[Testo fornito]:
<<<<

Il 10 giugno, a cospetto di dati ancora provvisori, il presidente della Corte Suprema di Cassazione, Giuseppe Pagano, chiese che fossero rendicontati non solo i voti validi ma anche le schede bianche, nulle, contestate e non attribuite (circa 1.500.000), fino a quel momento ignorate. Prima ancora che la verifica avesse corso (13-16 giugno), il Consiglio dei ministri compì il “gesto rivoluzionario” di cui sopra si è detto. Ormai partito il Re dal suolo patrio, la verifica si risolse in un’operazione burocratica, suggellata dal colpo di Stato contro la lingua italiana messo a segno da 12 dei 18 componenti della Corte Suprema secondo i quali per “votanti” non si intende quanti vota ma solo i voti validi: decisione non condivisa né da Pagano né dal Procuratore generale della Corte, Massimo Pilotti, e rimasta unica nella storia elettorale d’Italia perché del tutto infondata. “Votante” è chi va al seggio, ritira la scheda, la vota e la depone nell’urna. Alle 18 del 18 giugno, letti gli esiti comunicati dall’Ufficio Elettorale Centrale, Pagano non “proclamò” affatto la Repubblica (prevalsa per effetto della legge elettorale), né accolse l’invito rivoltogli da De Gasperi di accompagnarlo al Viminale. Nessuno fece notare (e Cazzullo ha perso l’occasione di dirlo) che dopo il 10 giugno e anche dopo la partenza di Umberto II dall’Italia tutti gli atti con valore legale continuarono a essere intestati “in nome del Re” sino al 19 giugno, quando la “Gazzetta Ufficiale” pubblicò il verbale dell’adunanza del 18.

Si dirà che queste sono cose arcinote e documentate. Ma allora perché non dirle invece di narrare storielle irrilevanti? Perché, mentre Umberto viene definito “uomo ordinario”, di Vittorio Emanuele III si ripete che fu complice del regime? Alle urne gli italiani andarono nel 1919, 1921, 1924, il 24 marzo 1929, subito dopo la Conciliazione Stato-Chiesa dell’11 febbraio, e ancora nel 1934. Seguirono gli “anni del consenso” (Renzo De Felice). Il re poteva/doveva scendere in piazza da solo contro piazze stracolme di persone che inneggiavano al governo Mussolini (vezzeggiato anche da Stati “democratici”) e continuarono a credergli sino alla catastrofe del 1943?

Aldo G. Ricci, archivista…

Per conoscere, capire e parlare degli anni 1943-1948, cioè dal governo Badoglio alla vittoria della Democrazia cristiana guidata da De Gasperi, è d’obbligo la lettura, matita alla mano, dell’edizione critica dei “Verbali del Consiglio dei ministri” di quegli anni, curati da Aldo Giovanni Ricci: dieci volumi in quindici tomi, con introduzioni e uno sterminio di note.

>>>>

[Consegne]:
• a. Trascrivi il brano sulla nascita della Repubblica a partire da “Per conoscere, capire” e proseguendo fino a “sterminio di note.”.
• b. Secondo il brano sulla nascita della Repubblica, quanti dei 18 componenti della Corte Suprema sostennero che per “votanti” si intendessero solo i voti validi?
• c. Scrivi il seguito del brano sulla nascita della Repubblica.

[Voci tratte da una raccolta]:
<<<<

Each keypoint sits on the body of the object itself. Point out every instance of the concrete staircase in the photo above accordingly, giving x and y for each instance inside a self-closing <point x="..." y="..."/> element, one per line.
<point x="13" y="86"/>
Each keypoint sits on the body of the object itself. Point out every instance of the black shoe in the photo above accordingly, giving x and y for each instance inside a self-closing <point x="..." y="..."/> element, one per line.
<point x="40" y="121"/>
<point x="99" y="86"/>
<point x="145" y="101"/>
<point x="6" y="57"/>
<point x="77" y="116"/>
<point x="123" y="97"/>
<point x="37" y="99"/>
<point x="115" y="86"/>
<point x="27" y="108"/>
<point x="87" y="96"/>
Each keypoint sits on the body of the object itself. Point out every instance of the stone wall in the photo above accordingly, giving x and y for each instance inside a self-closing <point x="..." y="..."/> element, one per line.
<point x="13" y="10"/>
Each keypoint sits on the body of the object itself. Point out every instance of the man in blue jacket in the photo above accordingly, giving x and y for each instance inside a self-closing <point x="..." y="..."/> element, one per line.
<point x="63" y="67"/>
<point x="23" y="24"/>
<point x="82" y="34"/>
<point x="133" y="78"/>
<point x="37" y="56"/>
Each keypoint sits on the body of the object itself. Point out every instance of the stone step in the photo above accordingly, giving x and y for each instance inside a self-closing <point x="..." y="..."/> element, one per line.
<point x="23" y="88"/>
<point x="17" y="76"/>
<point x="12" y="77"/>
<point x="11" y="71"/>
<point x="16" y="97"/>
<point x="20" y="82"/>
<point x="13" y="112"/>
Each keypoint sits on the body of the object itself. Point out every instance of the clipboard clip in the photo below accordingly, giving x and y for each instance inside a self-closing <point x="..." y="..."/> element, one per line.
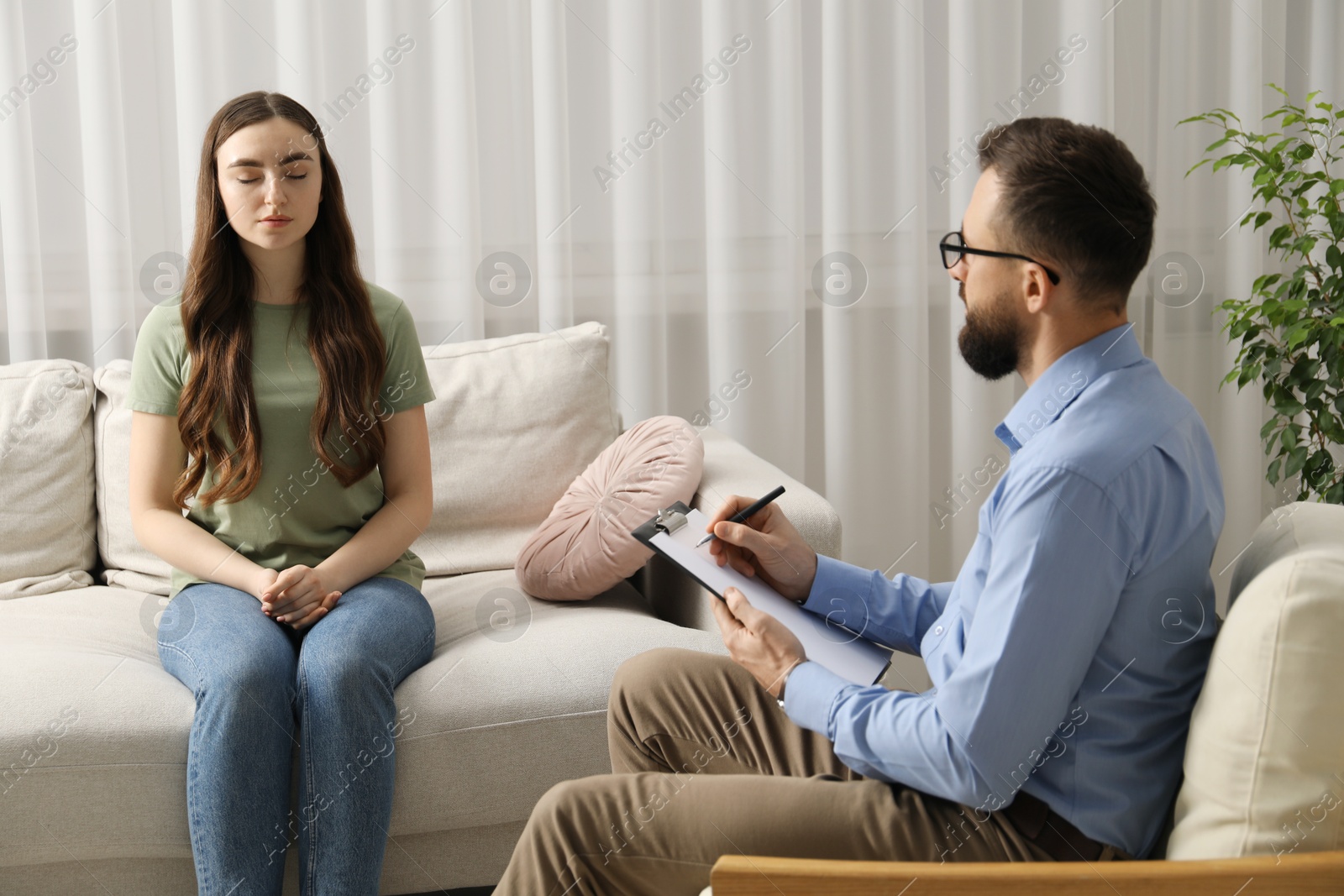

>>>>

[Risposte alle consegne]:
• a.
Per conoscere, capire e parlare degli anni 1943-1948, cioè dal governo Badoglio alla vittoria della Democrazia cristiana guidata da De Gasperi, è d’obbligo la lettura, matita alla mano, dell’edizione critica dei “Verbali del Consiglio dei ministri” di quegli anni, curati da Aldo Giovanni Ricci: dieci volumi in quindici tomi, con introduzioni e uno sterminio di note.

• b. Dodici.

• c.
A 24 anni Ricci entrò per concorso all’Archivio Centrale dello Stato. Occhiuto direttore della Sala di studio frequentata da generazioni di studiosi e poi della Biblioteca, vice sovrintendente sino al 2002 e sovrintendente dal 2004 al 2009, Ricci non rimase succubo dei chilometri di scaffali e dalla mole immensa di faldoni, croce e delizia degli storici che per scrivere non si limitano a sfogliare qualche libro altrui ma risalgono alle fonti. Nella congerie di carte allo studioso accade di imbattersi nella conferma di quanto riteneva o di documenti che costringono a sostare e talvolta a correggersi perché “sapientis est mutare consilium”.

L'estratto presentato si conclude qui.